Exercise =>
What do the lines from the one containing "Could you kindly segment every instance of the bare" through the end of the entries say? Quote them exactly, and only them.

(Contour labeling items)
- - -

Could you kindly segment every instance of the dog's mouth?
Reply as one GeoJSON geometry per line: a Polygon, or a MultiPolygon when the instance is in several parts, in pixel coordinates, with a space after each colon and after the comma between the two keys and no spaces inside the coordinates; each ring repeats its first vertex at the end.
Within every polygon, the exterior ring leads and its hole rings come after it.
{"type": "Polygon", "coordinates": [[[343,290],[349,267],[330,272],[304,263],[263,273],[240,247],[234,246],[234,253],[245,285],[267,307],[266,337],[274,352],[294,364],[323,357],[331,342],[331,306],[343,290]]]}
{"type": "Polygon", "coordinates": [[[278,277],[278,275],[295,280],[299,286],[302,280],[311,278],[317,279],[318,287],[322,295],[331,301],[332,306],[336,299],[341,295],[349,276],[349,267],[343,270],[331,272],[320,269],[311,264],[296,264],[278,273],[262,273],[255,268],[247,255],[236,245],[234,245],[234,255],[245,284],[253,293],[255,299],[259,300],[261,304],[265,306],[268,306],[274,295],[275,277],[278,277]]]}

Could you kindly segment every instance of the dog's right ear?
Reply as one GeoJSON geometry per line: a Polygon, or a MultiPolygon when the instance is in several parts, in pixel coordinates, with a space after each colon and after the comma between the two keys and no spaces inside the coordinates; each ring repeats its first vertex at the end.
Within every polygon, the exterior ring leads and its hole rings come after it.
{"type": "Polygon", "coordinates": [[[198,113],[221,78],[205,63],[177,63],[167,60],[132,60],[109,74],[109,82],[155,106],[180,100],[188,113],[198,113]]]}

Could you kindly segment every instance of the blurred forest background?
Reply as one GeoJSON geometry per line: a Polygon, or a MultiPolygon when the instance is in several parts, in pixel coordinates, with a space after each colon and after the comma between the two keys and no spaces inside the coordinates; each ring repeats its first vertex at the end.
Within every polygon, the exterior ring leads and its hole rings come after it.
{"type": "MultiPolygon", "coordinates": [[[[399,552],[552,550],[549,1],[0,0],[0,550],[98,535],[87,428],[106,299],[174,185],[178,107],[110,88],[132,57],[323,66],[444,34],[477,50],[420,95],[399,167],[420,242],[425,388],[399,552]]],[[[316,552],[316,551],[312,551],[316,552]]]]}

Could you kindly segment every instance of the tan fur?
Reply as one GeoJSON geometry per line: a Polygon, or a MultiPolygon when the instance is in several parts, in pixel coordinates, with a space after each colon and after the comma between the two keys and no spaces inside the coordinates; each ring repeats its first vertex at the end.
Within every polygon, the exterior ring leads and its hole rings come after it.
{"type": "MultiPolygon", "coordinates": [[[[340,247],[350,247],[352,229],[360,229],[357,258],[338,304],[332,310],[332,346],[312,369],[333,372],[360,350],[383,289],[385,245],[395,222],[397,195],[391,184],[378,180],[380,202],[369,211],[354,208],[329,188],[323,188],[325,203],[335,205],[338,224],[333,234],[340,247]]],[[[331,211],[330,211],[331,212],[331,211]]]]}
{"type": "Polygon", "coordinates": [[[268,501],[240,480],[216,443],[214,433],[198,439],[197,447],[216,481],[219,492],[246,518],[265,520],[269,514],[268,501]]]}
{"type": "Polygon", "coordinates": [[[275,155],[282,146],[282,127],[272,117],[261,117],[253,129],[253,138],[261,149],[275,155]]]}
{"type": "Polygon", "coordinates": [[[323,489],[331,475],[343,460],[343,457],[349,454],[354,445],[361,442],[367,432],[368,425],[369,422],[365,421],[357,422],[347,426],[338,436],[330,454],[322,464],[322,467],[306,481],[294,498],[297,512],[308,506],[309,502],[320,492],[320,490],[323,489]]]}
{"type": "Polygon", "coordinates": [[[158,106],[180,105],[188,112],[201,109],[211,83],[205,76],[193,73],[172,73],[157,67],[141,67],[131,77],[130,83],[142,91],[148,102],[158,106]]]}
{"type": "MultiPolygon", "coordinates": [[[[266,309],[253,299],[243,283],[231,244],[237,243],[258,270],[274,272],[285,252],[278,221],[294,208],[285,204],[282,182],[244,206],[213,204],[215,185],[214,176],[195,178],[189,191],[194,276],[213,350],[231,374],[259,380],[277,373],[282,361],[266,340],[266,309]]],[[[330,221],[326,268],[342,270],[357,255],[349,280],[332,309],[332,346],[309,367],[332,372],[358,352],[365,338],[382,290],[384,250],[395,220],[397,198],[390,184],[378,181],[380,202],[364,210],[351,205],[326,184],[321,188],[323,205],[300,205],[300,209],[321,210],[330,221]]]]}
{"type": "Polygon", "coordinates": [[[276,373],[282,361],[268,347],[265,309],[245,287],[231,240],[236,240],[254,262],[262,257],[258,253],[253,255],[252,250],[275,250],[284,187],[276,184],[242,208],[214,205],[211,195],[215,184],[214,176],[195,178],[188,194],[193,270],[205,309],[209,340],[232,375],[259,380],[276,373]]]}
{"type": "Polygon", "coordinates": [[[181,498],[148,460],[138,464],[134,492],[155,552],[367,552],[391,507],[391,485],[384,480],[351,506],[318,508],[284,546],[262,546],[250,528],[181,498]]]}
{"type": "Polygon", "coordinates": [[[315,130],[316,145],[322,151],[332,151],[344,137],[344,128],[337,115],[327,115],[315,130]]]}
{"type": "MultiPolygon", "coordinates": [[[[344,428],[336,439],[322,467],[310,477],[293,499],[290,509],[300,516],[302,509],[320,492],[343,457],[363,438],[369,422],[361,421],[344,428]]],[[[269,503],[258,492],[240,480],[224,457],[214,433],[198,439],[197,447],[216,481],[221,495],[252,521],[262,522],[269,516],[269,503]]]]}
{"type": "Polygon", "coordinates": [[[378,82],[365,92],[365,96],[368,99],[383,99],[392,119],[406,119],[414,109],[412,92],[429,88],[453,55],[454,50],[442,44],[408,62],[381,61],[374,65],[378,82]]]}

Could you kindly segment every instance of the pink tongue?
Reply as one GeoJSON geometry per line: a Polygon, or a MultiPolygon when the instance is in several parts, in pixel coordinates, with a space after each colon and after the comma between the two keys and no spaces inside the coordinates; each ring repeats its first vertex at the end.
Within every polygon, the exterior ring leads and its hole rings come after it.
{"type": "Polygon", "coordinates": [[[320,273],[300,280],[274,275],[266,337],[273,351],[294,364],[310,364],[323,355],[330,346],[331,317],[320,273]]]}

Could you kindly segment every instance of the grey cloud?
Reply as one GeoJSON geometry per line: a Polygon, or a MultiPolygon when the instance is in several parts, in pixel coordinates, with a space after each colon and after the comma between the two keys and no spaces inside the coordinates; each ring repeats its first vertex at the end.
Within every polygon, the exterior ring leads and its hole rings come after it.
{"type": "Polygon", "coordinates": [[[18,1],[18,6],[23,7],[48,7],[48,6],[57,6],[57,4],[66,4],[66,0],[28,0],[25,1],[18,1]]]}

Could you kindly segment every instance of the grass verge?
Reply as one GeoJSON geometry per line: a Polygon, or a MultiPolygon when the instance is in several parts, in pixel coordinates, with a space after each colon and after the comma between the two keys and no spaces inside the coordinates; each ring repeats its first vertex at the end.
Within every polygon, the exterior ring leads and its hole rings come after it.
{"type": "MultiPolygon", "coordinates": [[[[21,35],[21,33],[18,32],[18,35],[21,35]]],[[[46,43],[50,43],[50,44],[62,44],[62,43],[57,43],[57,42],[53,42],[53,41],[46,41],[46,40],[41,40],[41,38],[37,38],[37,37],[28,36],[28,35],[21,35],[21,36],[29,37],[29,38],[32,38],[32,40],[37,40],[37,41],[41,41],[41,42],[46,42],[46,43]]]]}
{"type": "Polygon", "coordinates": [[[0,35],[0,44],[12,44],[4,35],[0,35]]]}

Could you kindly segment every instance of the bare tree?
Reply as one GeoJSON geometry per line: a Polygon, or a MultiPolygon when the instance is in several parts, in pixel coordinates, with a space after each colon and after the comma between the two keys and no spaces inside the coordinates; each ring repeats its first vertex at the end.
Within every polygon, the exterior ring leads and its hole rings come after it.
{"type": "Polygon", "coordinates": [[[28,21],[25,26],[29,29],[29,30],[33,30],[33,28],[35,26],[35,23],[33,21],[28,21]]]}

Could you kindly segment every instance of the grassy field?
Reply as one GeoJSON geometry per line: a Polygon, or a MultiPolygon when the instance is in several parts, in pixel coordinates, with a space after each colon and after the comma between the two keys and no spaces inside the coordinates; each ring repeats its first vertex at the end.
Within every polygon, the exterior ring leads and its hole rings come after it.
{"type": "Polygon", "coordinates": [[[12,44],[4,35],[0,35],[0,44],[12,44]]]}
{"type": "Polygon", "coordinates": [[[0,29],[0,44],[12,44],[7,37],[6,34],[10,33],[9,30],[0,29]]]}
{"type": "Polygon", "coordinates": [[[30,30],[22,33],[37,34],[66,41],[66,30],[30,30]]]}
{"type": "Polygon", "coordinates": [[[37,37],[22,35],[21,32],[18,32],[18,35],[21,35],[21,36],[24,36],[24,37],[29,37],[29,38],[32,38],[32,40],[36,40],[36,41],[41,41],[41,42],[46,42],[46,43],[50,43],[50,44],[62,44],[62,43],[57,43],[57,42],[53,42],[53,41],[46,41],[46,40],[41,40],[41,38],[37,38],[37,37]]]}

- - -

Final result =>
Could you kindly segment every instance of the bare tree?
Reply as one GeoJSON geometry per line: a Polygon, or a MultiPolygon when the instance is in several parts, in pixel coordinates, with a space after each colon and after the comma between the two keys and no spaces inside the coordinates; each ring repeats its first vertex at the end.
Within every polygon, the exterior ring leads and its hole rings come after it.
{"type": "Polygon", "coordinates": [[[28,21],[25,26],[29,29],[29,30],[33,30],[33,28],[35,26],[35,23],[33,21],[28,21]]]}

Could you kindly segment every instance of the grassy field?
Reply as one GeoJSON geometry per line: a Polygon, or a MultiPolygon when the instance is in several parts, in pixel coordinates, with a space after each colon and after the comma between the two keys and no spaces inside the coordinates; each ring repeats its first vertex at the end.
Within every polygon, the exterior ring leads and its hole rings come after it.
{"type": "Polygon", "coordinates": [[[12,44],[4,35],[0,35],[0,44],[12,44]]]}
{"type": "Polygon", "coordinates": [[[0,29],[0,44],[12,44],[7,37],[6,34],[10,33],[9,30],[0,29]]]}
{"type": "Polygon", "coordinates": [[[30,30],[22,33],[37,34],[66,41],[66,30],[30,30]]]}
{"type": "Polygon", "coordinates": [[[37,37],[22,35],[21,32],[18,32],[18,35],[21,35],[21,36],[24,36],[24,37],[29,37],[29,38],[32,38],[32,40],[36,40],[36,41],[41,41],[41,42],[46,42],[46,43],[50,43],[50,44],[62,44],[62,43],[57,43],[57,42],[53,42],[53,41],[46,41],[46,40],[41,40],[41,38],[37,38],[37,37]]]}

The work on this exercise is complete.